START Provided text

Paul

Paul is the Shot Coordinator and Beer Chugging Competition Initiator for the pod and always comes to each episode well researched on a variety of topics. Yes, he will pull out his Witches Textbook or find out all he can about leprechauns to enhance our podcast, but then usually just makes a lot of solid zingers instead.

Paul is engaged to Jeannie and they live in Oakland, CA with their lovely turtles who occasionally join the podcast.

EACH MEMBER OF THE WRECKING CREW ANSWERED THESE QUESTIONS:

Who would you rather have a beer chugging contest against JCVD or Steven Segal?

Jean Claude, for sure. Steagal can throw those back I bet. and Jean Claude is prolly chill to hang out with.

Can anything happen on Halloween?

I definitely believe that anything can happen on Halloween.

Is Drop Dead Fred the greatest movie of your childhood or the greatest nightmare of your adult years?

Nightmare for sure. I wake up in a cold sweat thinking I have to watch it again.

Which person under the stairs do you most identify with? Why?

I mean... I wanna say Roach cus that guy's a hero, but who know, I haven't been tested like him.

Which historical figure from Bill & Ted's Excellent Adventure would you want to watch Bill & Ted's Excellent Adventure with?

So-crates. That guy is a cool cat.

Which would you rather have as a pet? Gonk from Elvira or the doggie from the beginning of The Room?

Gonk. Which room?

How many times are you willing to let Rowdy Roddy Piper hit you before you put on the sunglasses?

I personally love trying on other people's sunglasses.

Would you rather be trapped for 48 hours in the Devil's Tomb with Henry Rollins or in the Time Cop car with JCVD?

If Henry Rollins dropped the weird priest app, we can hang. We'll listen to some good music and hail Satan.

Would you rather sleep with Johnny alone, or sleep with Lisa, but Johnny and Denny watch (obviously, they will critique you the whole time)?

I don't know any of these people, but I guess with the people watching? A little constructive criticism never hurt anybody.

Who do you think you would be able to beat in a bare knuckle fist fight? Micheal Ironsides from Total Recall or Ironsides from Starship Troopers?

I wouldn't mess with him from Total Recall. Blood. Thirsty. Other him was a sap.

END Provided text

From the podcast host profile, render this sentence in Spanish: "Paul is engaged to Jeannie and they live in Oakland, CA with their lovely turtles who occasionally join the podcast." The listing after this point is separate material, unrelated to the podcast host profile.

START Supplied records

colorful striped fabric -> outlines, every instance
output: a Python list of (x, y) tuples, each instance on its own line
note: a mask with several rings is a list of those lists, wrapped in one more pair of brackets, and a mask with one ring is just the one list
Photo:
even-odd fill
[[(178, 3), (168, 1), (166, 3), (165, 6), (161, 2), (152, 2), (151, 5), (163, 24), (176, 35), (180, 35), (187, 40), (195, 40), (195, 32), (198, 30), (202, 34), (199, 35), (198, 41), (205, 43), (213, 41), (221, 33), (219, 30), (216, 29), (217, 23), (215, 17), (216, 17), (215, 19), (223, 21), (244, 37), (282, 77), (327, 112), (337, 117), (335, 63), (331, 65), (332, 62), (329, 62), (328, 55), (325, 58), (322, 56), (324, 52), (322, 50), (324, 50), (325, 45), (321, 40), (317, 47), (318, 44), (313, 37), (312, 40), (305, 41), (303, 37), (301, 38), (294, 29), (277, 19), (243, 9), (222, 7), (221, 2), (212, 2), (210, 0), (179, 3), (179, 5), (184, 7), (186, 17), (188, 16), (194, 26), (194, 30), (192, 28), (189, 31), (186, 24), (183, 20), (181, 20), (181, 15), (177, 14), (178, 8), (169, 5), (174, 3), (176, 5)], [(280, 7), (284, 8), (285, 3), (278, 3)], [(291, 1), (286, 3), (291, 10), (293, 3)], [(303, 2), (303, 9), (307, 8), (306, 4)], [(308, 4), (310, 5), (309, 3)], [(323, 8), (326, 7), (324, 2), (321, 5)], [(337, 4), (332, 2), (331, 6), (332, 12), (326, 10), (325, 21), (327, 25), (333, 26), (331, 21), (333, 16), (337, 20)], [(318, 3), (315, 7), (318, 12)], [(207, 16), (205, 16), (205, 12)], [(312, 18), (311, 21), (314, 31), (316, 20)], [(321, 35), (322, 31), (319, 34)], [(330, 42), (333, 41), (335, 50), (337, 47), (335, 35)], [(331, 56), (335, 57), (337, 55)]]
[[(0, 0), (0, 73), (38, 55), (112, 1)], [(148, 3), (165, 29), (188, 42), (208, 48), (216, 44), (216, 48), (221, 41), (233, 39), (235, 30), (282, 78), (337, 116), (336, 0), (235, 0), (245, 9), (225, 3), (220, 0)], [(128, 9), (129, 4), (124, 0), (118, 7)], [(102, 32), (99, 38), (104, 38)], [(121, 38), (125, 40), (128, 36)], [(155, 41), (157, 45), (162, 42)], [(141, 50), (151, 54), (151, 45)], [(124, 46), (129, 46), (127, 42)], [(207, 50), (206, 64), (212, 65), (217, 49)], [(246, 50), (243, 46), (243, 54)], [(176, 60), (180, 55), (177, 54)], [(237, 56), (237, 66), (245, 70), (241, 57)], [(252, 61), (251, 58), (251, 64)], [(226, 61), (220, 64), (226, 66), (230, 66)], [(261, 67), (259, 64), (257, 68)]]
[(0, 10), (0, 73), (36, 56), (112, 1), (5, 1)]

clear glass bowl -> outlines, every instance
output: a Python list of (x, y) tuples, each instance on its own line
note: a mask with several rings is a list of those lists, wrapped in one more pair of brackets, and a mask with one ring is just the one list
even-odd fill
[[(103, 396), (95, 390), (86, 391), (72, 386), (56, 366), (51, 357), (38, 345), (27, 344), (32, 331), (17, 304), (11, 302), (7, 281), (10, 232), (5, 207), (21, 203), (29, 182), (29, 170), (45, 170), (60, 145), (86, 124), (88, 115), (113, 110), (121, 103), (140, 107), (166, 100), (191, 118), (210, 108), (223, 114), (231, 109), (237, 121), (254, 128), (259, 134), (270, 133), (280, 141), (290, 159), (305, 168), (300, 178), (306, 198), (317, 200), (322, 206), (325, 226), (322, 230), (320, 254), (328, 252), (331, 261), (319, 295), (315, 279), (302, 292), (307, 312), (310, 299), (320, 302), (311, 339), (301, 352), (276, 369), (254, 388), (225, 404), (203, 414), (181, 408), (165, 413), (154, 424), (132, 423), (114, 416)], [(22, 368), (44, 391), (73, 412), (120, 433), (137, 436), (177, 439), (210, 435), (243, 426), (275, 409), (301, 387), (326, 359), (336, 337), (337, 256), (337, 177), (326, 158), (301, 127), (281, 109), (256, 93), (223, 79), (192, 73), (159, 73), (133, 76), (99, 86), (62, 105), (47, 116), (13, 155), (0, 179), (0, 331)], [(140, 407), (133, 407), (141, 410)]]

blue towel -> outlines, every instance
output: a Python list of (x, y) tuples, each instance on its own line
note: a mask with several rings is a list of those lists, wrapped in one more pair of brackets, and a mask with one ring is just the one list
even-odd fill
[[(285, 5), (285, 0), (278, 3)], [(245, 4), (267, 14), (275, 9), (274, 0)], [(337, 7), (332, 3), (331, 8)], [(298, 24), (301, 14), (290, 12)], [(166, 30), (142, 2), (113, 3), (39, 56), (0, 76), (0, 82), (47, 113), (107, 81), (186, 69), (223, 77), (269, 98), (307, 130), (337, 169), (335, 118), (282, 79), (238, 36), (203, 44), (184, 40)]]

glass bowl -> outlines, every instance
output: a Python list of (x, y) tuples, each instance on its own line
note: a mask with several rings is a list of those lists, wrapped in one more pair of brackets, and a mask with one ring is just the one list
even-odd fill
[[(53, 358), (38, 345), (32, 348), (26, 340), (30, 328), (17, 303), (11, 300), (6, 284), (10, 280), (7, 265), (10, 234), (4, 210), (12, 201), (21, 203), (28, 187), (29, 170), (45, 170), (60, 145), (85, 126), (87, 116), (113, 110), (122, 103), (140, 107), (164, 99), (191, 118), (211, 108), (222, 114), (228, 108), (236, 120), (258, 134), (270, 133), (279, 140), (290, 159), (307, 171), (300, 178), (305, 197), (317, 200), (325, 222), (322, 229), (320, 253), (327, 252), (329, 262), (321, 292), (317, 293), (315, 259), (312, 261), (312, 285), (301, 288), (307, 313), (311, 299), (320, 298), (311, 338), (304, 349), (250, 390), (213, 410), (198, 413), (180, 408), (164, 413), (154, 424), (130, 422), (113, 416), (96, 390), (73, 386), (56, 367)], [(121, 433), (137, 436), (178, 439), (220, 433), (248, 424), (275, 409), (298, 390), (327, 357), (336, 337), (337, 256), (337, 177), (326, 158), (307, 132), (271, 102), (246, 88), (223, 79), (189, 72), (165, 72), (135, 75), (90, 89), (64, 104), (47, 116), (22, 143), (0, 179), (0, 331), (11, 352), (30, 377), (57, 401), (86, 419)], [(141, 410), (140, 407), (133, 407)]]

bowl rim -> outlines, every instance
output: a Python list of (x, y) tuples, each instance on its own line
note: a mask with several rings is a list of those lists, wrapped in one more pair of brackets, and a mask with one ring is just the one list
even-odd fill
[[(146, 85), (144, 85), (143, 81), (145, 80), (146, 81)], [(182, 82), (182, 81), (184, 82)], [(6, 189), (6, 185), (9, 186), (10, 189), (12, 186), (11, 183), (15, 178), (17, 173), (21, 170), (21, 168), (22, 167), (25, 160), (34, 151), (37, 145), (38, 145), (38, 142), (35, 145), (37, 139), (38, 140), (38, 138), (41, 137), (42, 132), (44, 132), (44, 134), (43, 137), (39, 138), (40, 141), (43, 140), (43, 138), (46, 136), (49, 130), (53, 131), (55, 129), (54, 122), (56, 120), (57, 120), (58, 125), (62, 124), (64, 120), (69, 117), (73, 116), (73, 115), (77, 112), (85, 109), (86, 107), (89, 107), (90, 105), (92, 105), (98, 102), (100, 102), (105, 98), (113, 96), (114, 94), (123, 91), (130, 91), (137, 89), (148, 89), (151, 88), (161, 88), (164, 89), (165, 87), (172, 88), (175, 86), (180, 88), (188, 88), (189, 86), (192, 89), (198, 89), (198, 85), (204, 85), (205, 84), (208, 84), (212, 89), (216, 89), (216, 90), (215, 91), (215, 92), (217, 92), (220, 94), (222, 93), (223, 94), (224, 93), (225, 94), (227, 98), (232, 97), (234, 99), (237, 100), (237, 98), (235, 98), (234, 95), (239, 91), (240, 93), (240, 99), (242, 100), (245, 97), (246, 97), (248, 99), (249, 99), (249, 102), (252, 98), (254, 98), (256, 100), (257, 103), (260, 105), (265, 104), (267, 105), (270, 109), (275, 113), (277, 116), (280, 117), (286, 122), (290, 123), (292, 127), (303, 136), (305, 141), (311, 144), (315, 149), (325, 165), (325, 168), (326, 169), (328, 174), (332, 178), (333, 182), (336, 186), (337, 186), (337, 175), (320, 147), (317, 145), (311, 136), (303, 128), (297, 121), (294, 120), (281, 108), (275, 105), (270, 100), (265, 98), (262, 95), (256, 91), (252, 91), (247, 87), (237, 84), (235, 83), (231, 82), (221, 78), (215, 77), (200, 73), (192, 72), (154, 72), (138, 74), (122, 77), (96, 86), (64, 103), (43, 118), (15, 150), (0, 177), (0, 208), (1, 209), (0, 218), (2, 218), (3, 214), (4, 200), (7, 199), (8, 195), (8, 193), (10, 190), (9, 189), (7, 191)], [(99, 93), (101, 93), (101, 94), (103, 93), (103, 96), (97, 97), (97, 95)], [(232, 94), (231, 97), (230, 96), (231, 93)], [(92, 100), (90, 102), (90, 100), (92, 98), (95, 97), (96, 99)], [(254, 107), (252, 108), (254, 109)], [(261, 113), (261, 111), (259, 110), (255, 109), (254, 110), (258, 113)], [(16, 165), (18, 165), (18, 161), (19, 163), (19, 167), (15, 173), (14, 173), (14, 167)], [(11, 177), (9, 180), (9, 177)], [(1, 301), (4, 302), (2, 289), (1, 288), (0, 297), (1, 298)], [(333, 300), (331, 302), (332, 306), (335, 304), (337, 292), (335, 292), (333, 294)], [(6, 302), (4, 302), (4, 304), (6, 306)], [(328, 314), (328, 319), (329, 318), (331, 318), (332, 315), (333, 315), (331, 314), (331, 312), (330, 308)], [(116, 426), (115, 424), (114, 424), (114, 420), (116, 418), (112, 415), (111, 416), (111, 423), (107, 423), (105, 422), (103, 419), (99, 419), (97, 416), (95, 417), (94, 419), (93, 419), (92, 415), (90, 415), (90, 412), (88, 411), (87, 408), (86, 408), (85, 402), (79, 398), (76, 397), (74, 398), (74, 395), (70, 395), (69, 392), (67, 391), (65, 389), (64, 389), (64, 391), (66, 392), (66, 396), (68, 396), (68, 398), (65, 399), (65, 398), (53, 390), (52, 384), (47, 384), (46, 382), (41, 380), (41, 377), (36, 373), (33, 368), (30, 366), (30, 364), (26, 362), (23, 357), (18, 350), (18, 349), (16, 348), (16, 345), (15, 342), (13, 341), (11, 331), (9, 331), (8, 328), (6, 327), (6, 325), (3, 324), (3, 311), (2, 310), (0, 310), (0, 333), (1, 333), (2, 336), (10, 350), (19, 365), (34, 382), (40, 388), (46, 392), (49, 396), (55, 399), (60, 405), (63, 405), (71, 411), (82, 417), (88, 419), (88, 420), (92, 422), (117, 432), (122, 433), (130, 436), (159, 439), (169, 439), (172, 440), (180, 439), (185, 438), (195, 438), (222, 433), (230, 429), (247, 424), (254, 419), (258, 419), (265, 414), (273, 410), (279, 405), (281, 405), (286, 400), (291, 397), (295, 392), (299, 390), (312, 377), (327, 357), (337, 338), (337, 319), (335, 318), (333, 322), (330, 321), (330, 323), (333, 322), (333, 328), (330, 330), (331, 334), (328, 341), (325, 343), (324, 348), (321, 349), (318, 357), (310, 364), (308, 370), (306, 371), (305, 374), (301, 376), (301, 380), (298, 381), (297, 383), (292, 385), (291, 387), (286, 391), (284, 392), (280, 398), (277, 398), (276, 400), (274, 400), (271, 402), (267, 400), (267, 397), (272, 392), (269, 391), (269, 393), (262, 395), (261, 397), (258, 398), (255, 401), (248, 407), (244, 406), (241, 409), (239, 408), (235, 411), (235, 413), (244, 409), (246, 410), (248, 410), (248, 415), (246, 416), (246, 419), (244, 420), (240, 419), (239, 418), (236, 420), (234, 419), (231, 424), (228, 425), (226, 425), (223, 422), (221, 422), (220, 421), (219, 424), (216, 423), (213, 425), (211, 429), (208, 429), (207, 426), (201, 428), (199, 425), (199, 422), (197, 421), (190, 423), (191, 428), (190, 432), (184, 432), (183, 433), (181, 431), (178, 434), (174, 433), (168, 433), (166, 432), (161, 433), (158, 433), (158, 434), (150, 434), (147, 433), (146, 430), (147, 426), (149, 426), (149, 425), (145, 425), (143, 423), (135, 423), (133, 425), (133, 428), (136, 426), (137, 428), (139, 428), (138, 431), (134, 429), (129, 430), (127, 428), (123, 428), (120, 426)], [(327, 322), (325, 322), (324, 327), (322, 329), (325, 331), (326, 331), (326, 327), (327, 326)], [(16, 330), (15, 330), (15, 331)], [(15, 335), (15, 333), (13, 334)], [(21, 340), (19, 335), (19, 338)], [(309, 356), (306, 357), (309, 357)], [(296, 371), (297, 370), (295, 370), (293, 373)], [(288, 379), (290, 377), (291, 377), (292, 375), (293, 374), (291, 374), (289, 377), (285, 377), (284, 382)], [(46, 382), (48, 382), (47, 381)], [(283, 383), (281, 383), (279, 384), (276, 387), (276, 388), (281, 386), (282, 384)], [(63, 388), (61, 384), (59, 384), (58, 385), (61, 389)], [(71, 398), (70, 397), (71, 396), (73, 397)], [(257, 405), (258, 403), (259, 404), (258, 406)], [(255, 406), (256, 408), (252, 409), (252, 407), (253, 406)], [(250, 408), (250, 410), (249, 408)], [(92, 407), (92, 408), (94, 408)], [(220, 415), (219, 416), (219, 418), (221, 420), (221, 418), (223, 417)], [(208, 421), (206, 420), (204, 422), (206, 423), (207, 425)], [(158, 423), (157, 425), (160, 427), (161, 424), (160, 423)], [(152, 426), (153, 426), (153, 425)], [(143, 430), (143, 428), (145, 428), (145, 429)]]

END Supplied records

Solution to this task:
Paul está comprometido con Jeannie y viven en Oakland, CA, con sus encantadoras tortugas, que de vez en cuando se unen al podcast.